## begin

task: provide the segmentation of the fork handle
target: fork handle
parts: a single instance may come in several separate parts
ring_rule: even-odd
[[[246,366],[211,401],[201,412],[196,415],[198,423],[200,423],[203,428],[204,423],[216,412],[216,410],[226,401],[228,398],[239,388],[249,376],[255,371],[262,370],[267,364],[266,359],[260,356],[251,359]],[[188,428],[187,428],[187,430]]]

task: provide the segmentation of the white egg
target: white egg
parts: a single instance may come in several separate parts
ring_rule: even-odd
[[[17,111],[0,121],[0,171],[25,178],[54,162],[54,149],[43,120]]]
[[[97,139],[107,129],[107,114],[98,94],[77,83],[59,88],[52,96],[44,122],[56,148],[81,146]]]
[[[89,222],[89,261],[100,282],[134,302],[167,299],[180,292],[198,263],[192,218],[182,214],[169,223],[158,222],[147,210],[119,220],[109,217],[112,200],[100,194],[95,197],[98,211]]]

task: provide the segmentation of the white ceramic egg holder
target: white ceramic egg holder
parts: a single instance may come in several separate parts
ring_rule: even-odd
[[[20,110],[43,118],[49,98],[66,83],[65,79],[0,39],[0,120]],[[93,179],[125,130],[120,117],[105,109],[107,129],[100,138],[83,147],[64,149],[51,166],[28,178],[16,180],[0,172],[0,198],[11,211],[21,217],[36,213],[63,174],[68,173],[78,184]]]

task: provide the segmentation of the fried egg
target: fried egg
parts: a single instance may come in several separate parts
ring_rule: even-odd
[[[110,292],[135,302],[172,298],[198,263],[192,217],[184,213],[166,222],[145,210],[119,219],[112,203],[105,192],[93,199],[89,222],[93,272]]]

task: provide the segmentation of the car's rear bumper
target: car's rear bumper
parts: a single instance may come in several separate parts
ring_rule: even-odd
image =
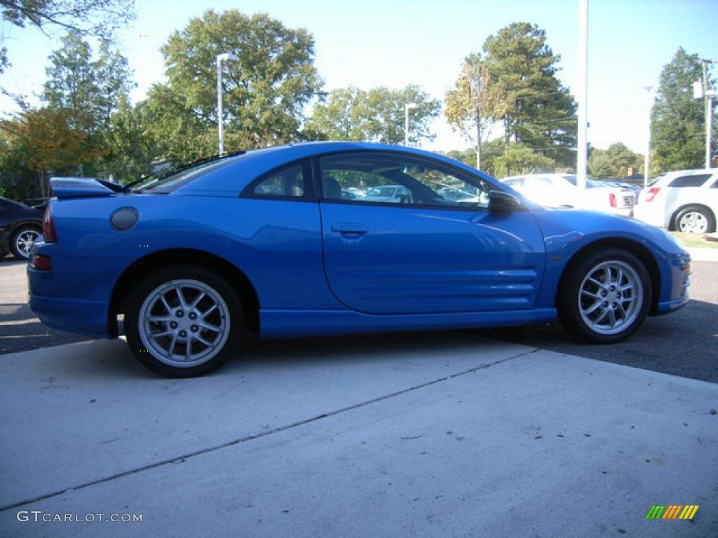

## end

* _Your goal_
Please write out all of the records above again, substituting "outline" for every "provide the segmentation of" and keeping everything else unchanged. Leave the pictures out of your answer.

* _Worked solution_
task: outline the fork handle
target: fork handle
parts: a single instance may come in several separate parts
ring_rule: even-odd
[[[246,366],[211,401],[201,412],[196,415],[198,423],[200,423],[203,428],[204,423],[216,412],[216,410],[226,401],[228,398],[239,388],[249,376],[255,371],[262,370],[267,364],[266,359],[260,356],[251,359]],[[188,428],[187,428],[187,430]]]

task: outline the white egg
target: white egg
parts: a single instance may come in several separate parts
ring_rule: even-odd
[[[17,111],[0,121],[0,171],[25,178],[54,162],[54,149],[43,120]]]
[[[97,139],[107,129],[107,114],[98,94],[77,83],[59,88],[52,96],[44,122],[56,148],[81,146]]]
[[[89,222],[89,261],[100,282],[134,302],[167,299],[180,292],[198,263],[192,218],[182,214],[169,223],[158,222],[147,210],[119,220],[109,217],[112,200],[100,194],[95,197],[98,211]]]

task: outline the white ceramic egg holder
target: white ceramic egg holder
parts: a single instance may come in several separate parts
ring_rule: even-odd
[[[20,110],[43,118],[49,98],[66,83],[65,79],[0,39],[0,120]],[[93,179],[125,130],[120,117],[105,109],[107,129],[100,138],[83,147],[64,149],[51,166],[28,178],[16,180],[0,172],[0,198],[11,211],[21,217],[36,213],[63,174],[68,173],[78,184]]]

task: outline the fried egg
target: fried egg
parts: a single instance may come in several separate parts
ring_rule: even-odd
[[[110,292],[135,302],[172,298],[198,263],[192,217],[184,213],[166,222],[145,210],[119,219],[112,203],[105,192],[93,199],[89,222],[93,272]]]

task: outline the car's rear bumper
target: car's rear bumper
parts: a single instance may come in several separate parts
ring_rule: even-odd
image =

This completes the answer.